##### EXTRAIT DU DOCUMENT #####

En Espagne, le gouvernement se bat contre pandémie et opposition

Depuis le début de la pandémie, le gouvernement espagnol, minoritaire, doit se battre sur deux fronts : contre le coronavirus et contre une opposition qui ne lui laisse aucun répit, contrairement à ses voisins européens immédiats.

Partis de droite et indépendantistes catalans accablent le Premier ministre Pedro Sanchez, un socialiste qui gouverne avec la gauche radicale Podemos, de critiques sur sa gestion de la crise dans le pays qui compte le plus de morts du Covid-19 par million d’habitants, derrière la Belgique.

Ils l’attaquent tantôt sur le manque de matériel de protection pour le personnel soignant, tantôt l’achat en Chine de 650 000 tests de diagnostic déficients qui ont dû être renvoyés.

Les administrations régionales de Madrid et de Catalogne mettent en doute le bilan officiel des morts et affirment qu’il y en a des milliers de plus dans les maisons de retraite.

Le chef de l’opposition conservatrice Pablo Casado, du Parti Populaire, traite M. Sanchez de « menteur » et lui reproche « de cacher la vérité aux Espagnols ». Son Parti Populaire a voté jusqu’ici les prolongations successives de l’état d’urgence mais il refuse de s’engager à coopérer pour redresser le pays après la crise.

A l’extrême droite, Santiago Abascal, chef du troisième parti du pays, Vox, traite le socialiste de « charlatan responsable de l’augmentation du nombre de morts ». Il déposé une plainte pour que le gouvernement « assume d’éventuelles responsabilités pénales ».

Pedro Sanchez peut regarder avec envie au delà des frontières.

#####

* [CONSIGNE] Selon l'extrait sur l'Espagne, combien de tests de diagnostic déficients ont été achetés en Chine ?

##### DONNÉES FOURNIES #####

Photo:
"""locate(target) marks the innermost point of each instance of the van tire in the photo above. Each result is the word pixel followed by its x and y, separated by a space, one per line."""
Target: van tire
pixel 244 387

#####
##### DONNÉES FOURNIES #####

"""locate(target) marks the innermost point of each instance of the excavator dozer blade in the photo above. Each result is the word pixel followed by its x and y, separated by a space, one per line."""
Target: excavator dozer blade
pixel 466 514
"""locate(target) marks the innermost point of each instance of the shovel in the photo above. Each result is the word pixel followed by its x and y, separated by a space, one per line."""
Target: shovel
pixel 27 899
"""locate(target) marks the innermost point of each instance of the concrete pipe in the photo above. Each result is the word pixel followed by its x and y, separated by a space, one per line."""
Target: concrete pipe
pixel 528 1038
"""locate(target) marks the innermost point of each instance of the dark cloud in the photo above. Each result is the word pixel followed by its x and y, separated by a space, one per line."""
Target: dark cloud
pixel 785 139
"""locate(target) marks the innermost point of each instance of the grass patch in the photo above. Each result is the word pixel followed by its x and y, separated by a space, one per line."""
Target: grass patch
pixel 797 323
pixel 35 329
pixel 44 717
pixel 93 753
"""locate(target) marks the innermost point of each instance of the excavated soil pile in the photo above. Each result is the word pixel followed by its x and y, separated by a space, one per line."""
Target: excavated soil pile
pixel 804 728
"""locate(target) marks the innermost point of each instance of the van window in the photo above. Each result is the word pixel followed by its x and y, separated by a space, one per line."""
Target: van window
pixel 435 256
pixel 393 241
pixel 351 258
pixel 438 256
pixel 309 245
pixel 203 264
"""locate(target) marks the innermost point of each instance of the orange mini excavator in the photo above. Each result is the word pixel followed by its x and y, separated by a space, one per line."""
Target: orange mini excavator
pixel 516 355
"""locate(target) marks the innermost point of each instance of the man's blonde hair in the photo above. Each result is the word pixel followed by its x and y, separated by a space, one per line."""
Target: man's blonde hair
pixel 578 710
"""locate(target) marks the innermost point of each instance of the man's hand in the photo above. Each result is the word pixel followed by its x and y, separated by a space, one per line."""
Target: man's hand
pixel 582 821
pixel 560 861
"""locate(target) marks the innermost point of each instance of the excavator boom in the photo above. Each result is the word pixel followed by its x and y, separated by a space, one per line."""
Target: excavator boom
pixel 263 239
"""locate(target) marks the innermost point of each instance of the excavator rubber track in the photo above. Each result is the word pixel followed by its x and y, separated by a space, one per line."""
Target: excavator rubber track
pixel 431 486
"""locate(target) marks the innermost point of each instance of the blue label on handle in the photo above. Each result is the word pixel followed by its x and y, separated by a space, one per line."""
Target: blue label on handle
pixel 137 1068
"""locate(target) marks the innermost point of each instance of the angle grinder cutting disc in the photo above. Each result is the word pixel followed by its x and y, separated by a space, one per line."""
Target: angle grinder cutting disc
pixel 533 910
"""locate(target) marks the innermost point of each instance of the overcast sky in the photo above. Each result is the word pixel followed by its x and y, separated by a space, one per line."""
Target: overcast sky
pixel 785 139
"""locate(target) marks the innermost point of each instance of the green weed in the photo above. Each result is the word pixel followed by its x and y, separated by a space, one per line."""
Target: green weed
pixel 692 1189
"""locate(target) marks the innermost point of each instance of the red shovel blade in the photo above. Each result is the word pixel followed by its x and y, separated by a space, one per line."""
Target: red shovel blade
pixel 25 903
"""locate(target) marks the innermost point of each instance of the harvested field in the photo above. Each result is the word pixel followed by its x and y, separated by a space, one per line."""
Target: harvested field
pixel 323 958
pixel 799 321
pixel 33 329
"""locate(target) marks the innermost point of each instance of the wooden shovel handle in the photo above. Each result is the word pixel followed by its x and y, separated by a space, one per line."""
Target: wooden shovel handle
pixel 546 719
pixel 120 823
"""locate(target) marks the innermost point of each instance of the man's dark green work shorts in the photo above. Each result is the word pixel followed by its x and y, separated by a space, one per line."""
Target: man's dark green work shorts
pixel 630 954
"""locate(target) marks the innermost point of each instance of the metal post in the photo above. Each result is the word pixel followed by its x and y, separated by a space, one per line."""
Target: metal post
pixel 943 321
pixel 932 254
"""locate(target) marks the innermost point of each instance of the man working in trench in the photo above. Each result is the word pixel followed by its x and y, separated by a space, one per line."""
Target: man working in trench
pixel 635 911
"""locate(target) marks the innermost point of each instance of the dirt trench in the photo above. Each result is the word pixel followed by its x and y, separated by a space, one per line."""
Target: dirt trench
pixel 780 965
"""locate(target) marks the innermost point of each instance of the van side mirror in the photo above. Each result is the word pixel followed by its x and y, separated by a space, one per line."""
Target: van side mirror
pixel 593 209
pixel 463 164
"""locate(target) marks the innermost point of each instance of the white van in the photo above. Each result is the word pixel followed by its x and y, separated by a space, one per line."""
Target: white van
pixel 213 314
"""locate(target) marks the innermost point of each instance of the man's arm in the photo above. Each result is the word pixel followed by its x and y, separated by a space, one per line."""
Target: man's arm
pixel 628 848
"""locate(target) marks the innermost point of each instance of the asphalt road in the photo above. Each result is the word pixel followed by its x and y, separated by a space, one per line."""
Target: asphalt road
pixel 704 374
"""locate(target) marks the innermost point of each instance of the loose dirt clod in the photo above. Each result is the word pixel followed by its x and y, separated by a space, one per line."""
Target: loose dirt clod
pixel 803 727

#####

* [RÉPONSE] 650 000 tests, qui ont dû être renvoyés.